**Exercise:** From the first line of the material below through the line containing "Target: white car", print every line exactly as it stands, but no pictures.
○ ○ ○ ○ ○ ○ ○
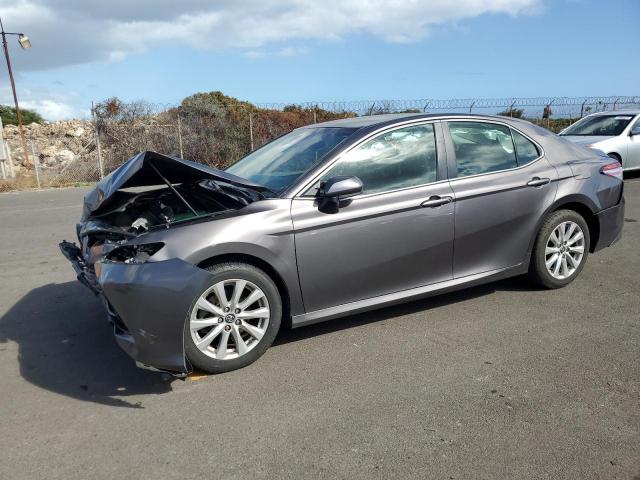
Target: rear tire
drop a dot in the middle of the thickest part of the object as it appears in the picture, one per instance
(560, 250)
(234, 320)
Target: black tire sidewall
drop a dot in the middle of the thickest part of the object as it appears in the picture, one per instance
(539, 270)
(227, 271)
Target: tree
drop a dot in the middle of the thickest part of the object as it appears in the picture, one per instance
(9, 116)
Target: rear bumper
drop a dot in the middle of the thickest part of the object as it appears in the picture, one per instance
(610, 221)
(148, 304)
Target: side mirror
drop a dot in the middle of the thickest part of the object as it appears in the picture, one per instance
(339, 187)
(335, 189)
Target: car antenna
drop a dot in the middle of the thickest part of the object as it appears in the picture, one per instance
(184, 200)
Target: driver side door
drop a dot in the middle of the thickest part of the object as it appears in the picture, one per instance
(394, 236)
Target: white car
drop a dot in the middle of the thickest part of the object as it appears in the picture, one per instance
(615, 133)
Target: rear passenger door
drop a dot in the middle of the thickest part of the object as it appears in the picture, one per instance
(502, 185)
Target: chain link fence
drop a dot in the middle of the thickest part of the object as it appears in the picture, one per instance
(205, 129)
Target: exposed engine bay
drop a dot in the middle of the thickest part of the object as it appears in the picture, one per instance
(132, 201)
(136, 213)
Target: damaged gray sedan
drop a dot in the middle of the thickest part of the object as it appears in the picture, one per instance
(199, 267)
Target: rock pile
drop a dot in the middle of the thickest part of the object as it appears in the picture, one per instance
(57, 143)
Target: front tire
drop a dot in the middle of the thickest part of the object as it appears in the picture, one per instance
(560, 250)
(234, 320)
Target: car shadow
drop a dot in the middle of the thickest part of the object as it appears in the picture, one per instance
(515, 284)
(66, 346)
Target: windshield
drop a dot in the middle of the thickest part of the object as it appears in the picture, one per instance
(278, 164)
(601, 125)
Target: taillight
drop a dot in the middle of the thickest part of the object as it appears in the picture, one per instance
(613, 170)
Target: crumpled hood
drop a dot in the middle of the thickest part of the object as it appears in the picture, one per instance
(139, 172)
(585, 140)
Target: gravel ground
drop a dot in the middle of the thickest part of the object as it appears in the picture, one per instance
(497, 381)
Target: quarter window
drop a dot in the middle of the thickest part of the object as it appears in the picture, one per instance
(482, 147)
(526, 150)
(397, 159)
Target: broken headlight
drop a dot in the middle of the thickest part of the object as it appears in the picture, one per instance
(134, 253)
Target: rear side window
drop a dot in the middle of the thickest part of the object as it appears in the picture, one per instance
(526, 150)
(482, 147)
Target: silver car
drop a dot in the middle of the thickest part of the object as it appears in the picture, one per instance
(615, 133)
(199, 267)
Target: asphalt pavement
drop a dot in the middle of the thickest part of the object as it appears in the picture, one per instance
(501, 381)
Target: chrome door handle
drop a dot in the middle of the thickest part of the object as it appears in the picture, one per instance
(436, 201)
(538, 182)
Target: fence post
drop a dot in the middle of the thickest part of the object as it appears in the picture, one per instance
(36, 164)
(251, 129)
(97, 133)
(9, 159)
(180, 136)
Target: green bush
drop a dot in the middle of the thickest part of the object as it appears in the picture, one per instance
(9, 116)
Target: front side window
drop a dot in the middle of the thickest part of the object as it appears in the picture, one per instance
(401, 158)
(599, 125)
(526, 150)
(278, 164)
(482, 147)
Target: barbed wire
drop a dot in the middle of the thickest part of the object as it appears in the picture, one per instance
(428, 104)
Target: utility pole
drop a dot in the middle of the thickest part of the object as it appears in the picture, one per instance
(25, 43)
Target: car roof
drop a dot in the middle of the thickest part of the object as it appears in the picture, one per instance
(391, 118)
(616, 112)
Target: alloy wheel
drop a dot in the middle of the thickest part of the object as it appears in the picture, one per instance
(229, 319)
(564, 250)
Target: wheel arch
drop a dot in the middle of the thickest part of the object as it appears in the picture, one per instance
(580, 204)
(263, 265)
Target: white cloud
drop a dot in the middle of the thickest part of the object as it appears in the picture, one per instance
(67, 32)
(52, 106)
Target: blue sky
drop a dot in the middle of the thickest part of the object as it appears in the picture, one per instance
(349, 50)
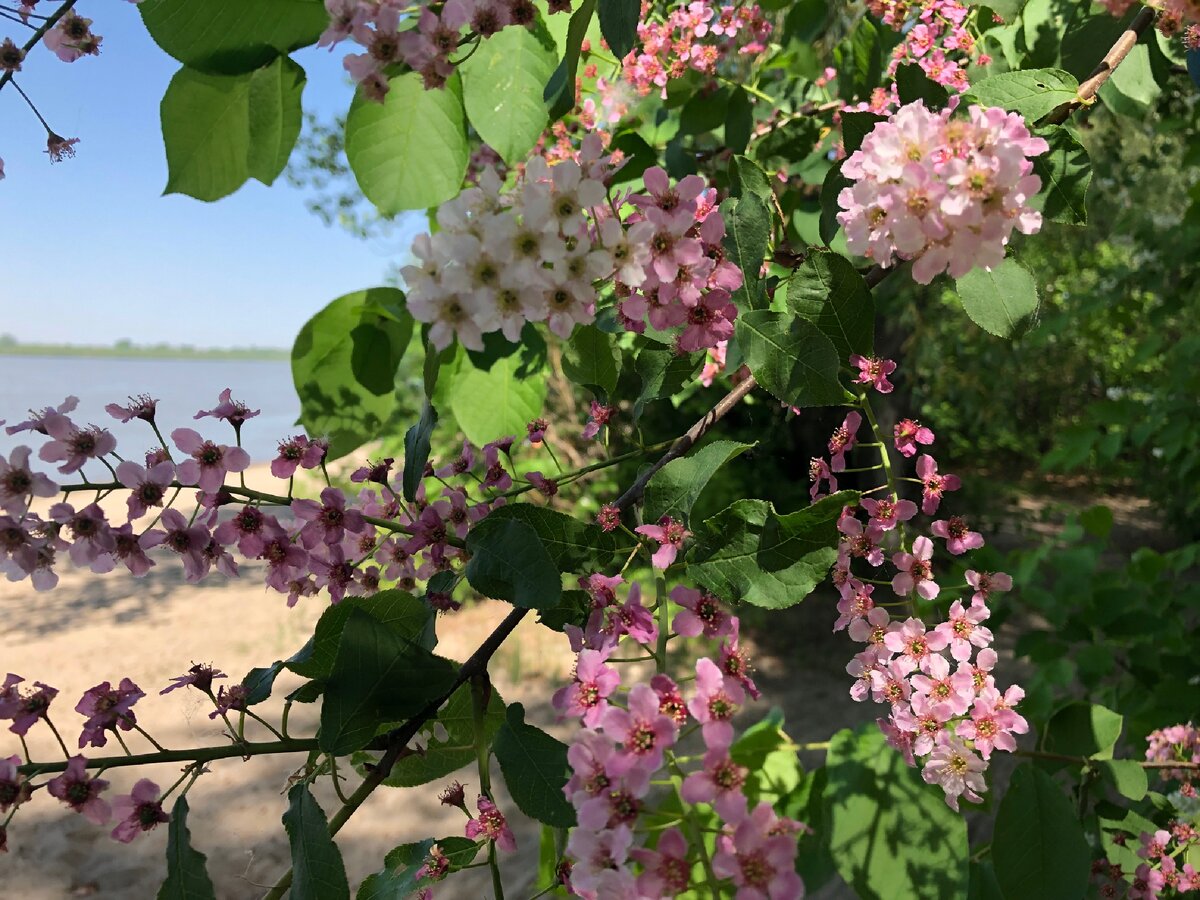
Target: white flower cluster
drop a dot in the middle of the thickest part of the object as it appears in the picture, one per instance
(528, 255)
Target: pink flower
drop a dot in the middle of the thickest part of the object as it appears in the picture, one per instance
(718, 783)
(71, 444)
(909, 433)
(665, 869)
(916, 571)
(958, 538)
(843, 439)
(298, 451)
(714, 703)
(139, 811)
(81, 792)
(18, 483)
(231, 411)
(148, 486)
(887, 513)
(701, 613)
(874, 371)
(587, 697)
(492, 826)
(643, 730)
(964, 629)
(670, 535)
(913, 643)
(327, 522)
(958, 771)
(209, 462)
(106, 709)
(935, 485)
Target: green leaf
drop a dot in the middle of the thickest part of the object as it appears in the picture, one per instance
(502, 400)
(445, 757)
(317, 868)
(856, 126)
(535, 769)
(186, 875)
(573, 545)
(748, 233)
(1033, 93)
(397, 880)
(618, 24)
(913, 85)
(559, 93)
(892, 835)
(675, 489)
(409, 151)
(1002, 301)
(827, 291)
(1038, 849)
(738, 120)
(378, 676)
(663, 373)
(502, 87)
(834, 183)
(509, 562)
(592, 360)
(232, 36)
(725, 559)
(1132, 90)
(222, 130)
(1083, 729)
(1066, 173)
(418, 444)
(393, 610)
(1127, 775)
(333, 401)
(790, 358)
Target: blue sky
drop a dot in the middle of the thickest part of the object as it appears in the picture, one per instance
(93, 252)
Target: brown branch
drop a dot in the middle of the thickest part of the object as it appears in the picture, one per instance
(51, 22)
(1104, 71)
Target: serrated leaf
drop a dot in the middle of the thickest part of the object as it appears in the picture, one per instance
(378, 676)
(618, 24)
(1033, 93)
(232, 36)
(1038, 849)
(827, 291)
(1002, 301)
(220, 131)
(187, 879)
(892, 835)
(317, 868)
(1066, 173)
(502, 87)
(508, 562)
(333, 401)
(725, 559)
(409, 151)
(790, 358)
(535, 769)
(675, 489)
○ ○ ○ ○ ○ ○ ○
**Solution to this task:**
Target: rear tire
drop a dot in the middle of the thickest part of the object as it appears in the picture, one per instance
(560, 250)
(234, 320)
Target: black tire sidewall
drop a dot in the middle of the thickest part of the object as it appears in the picture, one per instance
(539, 270)
(227, 271)
Target: tree
drop a dot in the middle of the thickest part of the object as it appears in the picture, one per instance
(9, 116)
Target: rear bumper
drop a dot in the middle of the thickest part of the object as it appears in the picture, one per instance
(610, 221)
(148, 304)
Target: side mirror
drop a dot in the middle of the thickest part of the object as it appears in the picture, one per instance
(339, 187)
(335, 189)
Target: car antenna
drop a dot in the middle of the thickest part of the object as it appears in the picture, one per instance
(184, 200)
Target: driver side door
drop a dot in the middle of the thickest part of the object as it appears in the picture, one per instance
(394, 236)
Target: white car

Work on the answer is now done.